**Aim of the exercise:** Copy verbatim the block of lines in the entries below whose first line contains "Form = pixel coordinates such as (536,158)" and whose last line contains "Request = locate the striped". Leave out all other lines.

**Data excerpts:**
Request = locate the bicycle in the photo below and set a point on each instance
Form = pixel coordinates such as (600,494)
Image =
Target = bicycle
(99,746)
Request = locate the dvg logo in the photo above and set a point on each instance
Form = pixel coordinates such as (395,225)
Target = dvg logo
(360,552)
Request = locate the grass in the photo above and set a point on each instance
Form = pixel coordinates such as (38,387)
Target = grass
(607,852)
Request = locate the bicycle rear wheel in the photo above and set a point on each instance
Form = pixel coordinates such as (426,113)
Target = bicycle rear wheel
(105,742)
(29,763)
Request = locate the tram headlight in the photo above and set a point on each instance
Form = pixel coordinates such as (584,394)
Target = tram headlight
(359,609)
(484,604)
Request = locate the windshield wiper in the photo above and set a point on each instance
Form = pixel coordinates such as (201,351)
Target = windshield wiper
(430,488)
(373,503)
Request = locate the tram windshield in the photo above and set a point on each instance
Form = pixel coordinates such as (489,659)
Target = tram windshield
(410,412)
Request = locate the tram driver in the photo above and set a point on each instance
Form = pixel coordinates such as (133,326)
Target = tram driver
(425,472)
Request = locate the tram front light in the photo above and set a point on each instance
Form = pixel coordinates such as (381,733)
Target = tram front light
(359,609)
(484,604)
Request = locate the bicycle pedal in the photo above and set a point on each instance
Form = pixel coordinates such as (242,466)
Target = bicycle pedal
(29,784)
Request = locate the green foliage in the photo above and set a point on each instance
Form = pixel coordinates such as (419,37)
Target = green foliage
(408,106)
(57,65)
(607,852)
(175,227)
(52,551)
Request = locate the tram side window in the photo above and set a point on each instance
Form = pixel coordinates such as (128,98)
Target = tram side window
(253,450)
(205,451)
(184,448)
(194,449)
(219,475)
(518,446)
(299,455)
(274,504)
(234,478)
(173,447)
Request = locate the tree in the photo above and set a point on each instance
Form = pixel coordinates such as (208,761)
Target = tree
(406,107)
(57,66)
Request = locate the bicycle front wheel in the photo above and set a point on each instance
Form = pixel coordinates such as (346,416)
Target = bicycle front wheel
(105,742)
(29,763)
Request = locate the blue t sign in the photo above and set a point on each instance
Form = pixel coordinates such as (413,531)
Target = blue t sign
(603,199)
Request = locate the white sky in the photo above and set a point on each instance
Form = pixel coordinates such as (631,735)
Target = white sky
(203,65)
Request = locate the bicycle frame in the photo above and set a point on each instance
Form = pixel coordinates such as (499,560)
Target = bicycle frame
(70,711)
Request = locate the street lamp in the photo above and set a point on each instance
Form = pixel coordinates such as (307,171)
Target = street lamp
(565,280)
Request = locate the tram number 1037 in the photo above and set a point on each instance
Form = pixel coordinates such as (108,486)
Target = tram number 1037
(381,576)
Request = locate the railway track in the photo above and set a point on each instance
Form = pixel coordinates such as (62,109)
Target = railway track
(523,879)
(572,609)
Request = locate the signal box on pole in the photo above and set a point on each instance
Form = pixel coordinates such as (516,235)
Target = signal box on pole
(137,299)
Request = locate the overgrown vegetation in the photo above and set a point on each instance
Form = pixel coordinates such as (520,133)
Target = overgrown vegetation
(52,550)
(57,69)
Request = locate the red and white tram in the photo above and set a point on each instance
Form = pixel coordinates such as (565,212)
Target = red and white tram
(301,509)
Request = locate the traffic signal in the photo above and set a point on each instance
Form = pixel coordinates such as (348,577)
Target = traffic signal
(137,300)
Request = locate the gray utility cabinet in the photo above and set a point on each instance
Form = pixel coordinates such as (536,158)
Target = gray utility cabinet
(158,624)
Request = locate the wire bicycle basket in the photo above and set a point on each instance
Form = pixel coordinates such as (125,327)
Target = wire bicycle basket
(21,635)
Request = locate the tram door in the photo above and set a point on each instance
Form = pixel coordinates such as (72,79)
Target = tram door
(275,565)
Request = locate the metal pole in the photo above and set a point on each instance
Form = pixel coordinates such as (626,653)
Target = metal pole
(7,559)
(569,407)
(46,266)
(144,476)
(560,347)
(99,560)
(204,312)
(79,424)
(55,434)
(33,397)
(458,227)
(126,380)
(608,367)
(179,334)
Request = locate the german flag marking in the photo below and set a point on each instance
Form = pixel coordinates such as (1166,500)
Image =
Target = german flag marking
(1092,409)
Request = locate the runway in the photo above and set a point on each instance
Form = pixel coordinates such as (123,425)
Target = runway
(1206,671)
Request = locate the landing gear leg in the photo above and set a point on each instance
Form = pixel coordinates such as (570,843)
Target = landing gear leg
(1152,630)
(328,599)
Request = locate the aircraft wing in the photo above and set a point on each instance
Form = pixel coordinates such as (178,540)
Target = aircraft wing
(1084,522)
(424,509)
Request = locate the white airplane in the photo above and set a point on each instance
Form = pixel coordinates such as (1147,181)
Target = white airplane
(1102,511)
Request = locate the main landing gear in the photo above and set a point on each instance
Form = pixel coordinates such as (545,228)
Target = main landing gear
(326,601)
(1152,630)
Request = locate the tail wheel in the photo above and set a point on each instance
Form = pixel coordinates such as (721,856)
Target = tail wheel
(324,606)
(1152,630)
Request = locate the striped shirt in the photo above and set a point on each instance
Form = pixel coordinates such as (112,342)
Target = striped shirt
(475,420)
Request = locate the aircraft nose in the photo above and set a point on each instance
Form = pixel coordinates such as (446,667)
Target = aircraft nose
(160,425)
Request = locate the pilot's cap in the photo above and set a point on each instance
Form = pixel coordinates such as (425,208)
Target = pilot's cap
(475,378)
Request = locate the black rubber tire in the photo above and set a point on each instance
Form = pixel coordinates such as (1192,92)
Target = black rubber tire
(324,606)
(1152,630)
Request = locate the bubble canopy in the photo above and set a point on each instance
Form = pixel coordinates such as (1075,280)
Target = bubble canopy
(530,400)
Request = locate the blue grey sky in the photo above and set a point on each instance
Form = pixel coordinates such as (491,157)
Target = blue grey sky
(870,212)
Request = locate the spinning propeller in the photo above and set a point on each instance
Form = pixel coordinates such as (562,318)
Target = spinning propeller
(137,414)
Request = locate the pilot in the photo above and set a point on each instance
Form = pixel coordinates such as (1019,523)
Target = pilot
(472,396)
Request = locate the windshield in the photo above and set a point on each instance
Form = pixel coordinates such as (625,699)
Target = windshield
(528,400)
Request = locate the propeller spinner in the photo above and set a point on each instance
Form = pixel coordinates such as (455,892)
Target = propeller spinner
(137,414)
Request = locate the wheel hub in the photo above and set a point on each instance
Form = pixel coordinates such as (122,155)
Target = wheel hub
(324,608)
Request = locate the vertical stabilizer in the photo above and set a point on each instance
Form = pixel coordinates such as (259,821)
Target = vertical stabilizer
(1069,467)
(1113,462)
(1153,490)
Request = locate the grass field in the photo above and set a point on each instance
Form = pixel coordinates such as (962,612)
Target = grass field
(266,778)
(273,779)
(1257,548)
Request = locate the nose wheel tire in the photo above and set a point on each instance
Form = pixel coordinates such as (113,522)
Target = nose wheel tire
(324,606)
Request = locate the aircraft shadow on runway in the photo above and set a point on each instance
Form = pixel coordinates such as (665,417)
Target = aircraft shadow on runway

**Answer to the exercise:**
Form = pixel coordinates such as (536,158)
Target = gray utility cabinet
(158,624)
Request = locate the wire bicycle basket in the photo above and set a point on each instance
Form = pixel coordinates such as (125,327)
Target = wire bicycle basket
(21,635)
Request = locate the tram door in the photo above and set a point on each instance
Form = pixel coordinates such as (72,79)
Target = tram door
(275,565)
Request = locate the metal pole in the photo above and set a point on each instance
Form = pixel coordinates such as (626,653)
Target = metal pole
(7,559)
(569,407)
(46,266)
(144,476)
(560,347)
(99,560)
(204,312)
(79,424)
(55,434)
(33,397)
(458,227)
(126,380)
(608,367)
(179,334)
Request = locate the german flag marking in the photo below and set a point on each instance
Form = pixel coordinates such as (1166,500)
Image =
Target = german flag marking
(1092,409)
Request = locate the runway in the photo above and set a point on each instance
Form = pixel coordinates such as (123,425)
Target = runway
(1206,671)
Request = locate the landing gear leg in the photo above and set a point on each instance
Form = pixel coordinates such as (570,843)
Target = landing gear leg
(1152,630)
(328,599)
Request = locate the aircraft wing in the photo above and set a point on each instance
Form = pixel coordinates such as (178,540)
Target = aircraft wing
(1084,522)
(424,509)
Request = locate the white airplane in the photo above and set a point on each instance
Form = pixel coordinates such as (1147,181)
Target = white airplane
(1102,511)
Request = locate the main landing gear in the photo above and set a point on each instance
Form = pixel coordinates such as (545,228)
Target = main landing gear
(326,601)
(1152,630)
Request = locate the tail wheel in the photo above and set a point on each instance
Form = pixel coordinates such as (721,856)
Target = tail wheel
(324,606)
(1152,630)
Request = locate the striped shirt in the photo above and set a point on each instance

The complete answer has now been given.